EXERCISE BRIEF: Please identify each line in the items below that contains the string 'single', and copy those lines out. Letter case must match.
┌─ RECORDS PROVIDED
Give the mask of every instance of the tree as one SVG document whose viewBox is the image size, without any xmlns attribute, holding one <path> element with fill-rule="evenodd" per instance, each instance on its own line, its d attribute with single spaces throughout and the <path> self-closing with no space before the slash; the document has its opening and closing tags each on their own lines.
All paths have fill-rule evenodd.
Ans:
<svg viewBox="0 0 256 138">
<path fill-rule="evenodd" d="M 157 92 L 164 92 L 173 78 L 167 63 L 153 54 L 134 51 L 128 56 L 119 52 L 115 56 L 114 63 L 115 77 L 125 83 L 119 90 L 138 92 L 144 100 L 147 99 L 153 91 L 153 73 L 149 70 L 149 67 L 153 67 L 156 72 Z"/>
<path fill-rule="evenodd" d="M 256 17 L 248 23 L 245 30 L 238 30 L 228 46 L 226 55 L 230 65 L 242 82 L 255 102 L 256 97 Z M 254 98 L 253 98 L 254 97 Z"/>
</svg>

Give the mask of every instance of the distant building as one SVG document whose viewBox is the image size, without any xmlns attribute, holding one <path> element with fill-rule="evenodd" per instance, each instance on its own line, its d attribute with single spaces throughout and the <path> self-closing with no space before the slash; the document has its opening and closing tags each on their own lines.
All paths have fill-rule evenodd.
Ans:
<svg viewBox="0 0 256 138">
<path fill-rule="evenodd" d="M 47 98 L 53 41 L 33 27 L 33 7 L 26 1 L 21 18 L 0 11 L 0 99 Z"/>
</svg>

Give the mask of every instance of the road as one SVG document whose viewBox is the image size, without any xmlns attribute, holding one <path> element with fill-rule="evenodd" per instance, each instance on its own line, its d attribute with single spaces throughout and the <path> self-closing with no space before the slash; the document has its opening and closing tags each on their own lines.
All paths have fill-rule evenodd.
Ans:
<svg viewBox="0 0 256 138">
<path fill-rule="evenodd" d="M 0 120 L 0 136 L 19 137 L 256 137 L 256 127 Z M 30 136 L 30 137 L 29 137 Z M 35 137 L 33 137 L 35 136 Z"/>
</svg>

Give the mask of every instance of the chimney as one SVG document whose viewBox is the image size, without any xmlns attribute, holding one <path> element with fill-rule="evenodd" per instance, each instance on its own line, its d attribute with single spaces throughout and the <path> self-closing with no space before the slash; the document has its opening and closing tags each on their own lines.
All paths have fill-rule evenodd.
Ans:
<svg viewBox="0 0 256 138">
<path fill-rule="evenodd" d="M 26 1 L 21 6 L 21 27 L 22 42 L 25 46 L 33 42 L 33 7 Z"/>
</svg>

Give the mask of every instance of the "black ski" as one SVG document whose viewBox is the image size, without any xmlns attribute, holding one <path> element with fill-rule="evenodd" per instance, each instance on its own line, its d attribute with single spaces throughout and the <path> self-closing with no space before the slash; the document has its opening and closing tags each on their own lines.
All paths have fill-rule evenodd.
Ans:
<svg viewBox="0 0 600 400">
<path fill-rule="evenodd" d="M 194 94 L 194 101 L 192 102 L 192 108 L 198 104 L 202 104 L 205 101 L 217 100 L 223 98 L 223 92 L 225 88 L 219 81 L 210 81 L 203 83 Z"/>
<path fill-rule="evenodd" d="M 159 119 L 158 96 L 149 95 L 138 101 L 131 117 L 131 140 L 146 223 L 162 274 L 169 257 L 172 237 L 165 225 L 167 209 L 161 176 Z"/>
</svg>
└─
WRITTEN RESPONSE:
Give the mask of every instance of the tree as one SVG document whose viewBox is the image size, without any xmlns attribute, holding one <path> element with fill-rule="evenodd" per instance, each instance on its own line, its d attribute with single spaces throughout and the <path> self-closing with no space before the slash; the document has its opening and closing tags each on their own lines.
Give the mask of every instance of the distant building as one SVG document whose viewBox is the image size, without any xmlns attribute, holding one <path> element with fill-rule="evenodd" per instance, each instance on its own line, its d attribute with single spaces throughout and the <path> self-closing with no space before the slash; the document has its opening and closing tags each on their own lines.
Give the mask of every instance of the road as one SVG document whose viewBox is the image size, without any xmlns attribute, holding one <path> element with fill-rule="evenodd" per instance, each instance on its own line, its d attribute with single spaces throughout and the <path> self-closing with no space before the slash; the document has its opening and closing tags each on their own lines.
Give the mask of every instance of the chimney as one SVG document whose viewBox is the image size, without any xmlns attribute, holding one <path> element with fill-rule="evenodd" per instance, each instance on its own line, its d attribute with single spaces throughout and the <path> self-closing with no space before the slash; the document has its opening and closing tags each on their own lines.
Give the mask of every instance of the "black ski" as one SVG document whose viewBox is the image size, without any xmlns attribute, holding one <path> element with fill-rule="evenodd" per instance, each instance on its own line, its d attribute with single spaces throughout and the <path> self-closing with no space before the slash; the document has its opening and closing tags each on their own lines.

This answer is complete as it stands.